• **Written request**:
Rewrite the stretch of lines from the start through the line containing "x=861 y=188", keeping all of their text. Multiply each x and y coordinate value by 1.65 and round it to a whole number, rounding halves up.
-- BEGIN Recorded data --
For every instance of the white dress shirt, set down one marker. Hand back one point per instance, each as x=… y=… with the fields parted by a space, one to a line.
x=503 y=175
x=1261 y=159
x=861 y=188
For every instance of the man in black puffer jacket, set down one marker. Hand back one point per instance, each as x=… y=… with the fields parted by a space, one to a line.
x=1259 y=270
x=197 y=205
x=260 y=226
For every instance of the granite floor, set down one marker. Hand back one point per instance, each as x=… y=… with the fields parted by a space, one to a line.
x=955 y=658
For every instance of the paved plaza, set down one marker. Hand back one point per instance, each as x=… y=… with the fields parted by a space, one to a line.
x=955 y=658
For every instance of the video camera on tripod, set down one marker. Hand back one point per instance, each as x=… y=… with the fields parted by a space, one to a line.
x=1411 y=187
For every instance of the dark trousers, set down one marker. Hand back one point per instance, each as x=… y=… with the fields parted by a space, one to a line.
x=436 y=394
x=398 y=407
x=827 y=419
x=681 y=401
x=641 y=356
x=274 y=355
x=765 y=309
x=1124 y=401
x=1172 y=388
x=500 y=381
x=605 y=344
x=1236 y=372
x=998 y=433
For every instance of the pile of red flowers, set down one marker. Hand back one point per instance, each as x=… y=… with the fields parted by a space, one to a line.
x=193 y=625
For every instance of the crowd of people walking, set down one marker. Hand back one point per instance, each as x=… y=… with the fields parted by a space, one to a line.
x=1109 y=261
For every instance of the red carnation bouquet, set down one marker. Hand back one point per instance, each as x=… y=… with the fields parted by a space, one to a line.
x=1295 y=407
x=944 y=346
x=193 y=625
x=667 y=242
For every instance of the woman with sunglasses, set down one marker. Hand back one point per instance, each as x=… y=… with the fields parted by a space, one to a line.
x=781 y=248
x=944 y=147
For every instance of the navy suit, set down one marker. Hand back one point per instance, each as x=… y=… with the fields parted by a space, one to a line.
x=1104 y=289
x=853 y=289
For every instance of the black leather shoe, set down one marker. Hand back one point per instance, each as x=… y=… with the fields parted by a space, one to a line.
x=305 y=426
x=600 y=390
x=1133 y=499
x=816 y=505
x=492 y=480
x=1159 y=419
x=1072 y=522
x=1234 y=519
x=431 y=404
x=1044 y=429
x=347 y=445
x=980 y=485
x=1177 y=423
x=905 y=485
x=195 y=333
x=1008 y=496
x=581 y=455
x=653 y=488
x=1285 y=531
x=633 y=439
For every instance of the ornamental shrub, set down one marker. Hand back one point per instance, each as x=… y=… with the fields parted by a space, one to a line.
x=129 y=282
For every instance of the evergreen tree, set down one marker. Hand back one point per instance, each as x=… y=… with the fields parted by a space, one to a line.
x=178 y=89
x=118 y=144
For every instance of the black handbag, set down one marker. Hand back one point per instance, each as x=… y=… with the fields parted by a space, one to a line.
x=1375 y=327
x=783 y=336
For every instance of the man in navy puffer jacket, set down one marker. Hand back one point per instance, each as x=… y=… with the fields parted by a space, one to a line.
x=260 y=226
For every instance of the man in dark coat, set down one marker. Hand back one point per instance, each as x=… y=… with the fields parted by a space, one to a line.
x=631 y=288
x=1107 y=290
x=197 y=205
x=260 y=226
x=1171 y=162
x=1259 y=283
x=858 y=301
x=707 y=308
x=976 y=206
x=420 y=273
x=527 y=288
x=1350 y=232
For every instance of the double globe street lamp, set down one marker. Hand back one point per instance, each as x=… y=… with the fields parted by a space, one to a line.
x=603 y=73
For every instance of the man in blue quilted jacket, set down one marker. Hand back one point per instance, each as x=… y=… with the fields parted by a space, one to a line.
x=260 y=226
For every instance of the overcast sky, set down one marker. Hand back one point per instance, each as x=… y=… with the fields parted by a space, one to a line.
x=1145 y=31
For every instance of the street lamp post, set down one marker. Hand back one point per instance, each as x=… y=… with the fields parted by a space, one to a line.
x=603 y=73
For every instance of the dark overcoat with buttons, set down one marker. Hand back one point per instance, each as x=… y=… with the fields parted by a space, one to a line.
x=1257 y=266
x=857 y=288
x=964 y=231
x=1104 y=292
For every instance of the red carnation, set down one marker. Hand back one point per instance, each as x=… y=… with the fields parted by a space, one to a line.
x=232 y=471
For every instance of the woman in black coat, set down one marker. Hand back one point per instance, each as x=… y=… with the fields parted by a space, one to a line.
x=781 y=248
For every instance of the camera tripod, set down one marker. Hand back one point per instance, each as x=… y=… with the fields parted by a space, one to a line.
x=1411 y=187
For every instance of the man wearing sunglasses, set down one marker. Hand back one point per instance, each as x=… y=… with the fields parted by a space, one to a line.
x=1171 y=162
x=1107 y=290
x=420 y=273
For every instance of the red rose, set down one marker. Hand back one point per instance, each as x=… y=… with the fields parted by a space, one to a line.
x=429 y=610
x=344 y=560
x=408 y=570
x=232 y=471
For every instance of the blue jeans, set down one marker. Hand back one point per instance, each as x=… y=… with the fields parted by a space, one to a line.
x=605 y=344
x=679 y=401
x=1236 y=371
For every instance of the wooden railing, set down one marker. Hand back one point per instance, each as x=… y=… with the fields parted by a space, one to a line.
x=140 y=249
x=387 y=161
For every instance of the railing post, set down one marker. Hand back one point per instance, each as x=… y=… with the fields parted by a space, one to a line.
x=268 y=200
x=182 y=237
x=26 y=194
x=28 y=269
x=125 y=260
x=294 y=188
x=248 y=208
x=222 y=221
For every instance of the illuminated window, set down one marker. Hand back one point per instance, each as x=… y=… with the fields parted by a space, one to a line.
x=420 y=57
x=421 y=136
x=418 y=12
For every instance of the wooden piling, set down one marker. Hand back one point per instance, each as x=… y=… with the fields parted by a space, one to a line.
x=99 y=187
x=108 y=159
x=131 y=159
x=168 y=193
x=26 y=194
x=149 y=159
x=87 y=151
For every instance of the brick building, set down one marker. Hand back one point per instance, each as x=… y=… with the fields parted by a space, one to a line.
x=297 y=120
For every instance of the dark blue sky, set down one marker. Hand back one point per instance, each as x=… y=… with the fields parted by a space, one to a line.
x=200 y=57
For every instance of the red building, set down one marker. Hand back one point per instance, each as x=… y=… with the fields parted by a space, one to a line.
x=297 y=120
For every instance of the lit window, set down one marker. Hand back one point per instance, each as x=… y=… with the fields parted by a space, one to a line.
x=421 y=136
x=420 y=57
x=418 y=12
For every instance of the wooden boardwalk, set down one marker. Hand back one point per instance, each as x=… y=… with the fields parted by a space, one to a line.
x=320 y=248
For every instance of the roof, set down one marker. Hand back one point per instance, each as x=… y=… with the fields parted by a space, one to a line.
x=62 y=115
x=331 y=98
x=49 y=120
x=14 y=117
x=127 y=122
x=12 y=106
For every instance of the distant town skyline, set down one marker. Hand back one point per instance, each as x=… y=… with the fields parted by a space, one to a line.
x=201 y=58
-- END Recorded data --
• **Output of the task**:
For every instance of the white dress shirt, set down one marker. Hand back one point per instance, each as x=… y=… with the fields parted by a space, one to a line.
x=830 y=289
x=2081 y=262
x=1421 y=310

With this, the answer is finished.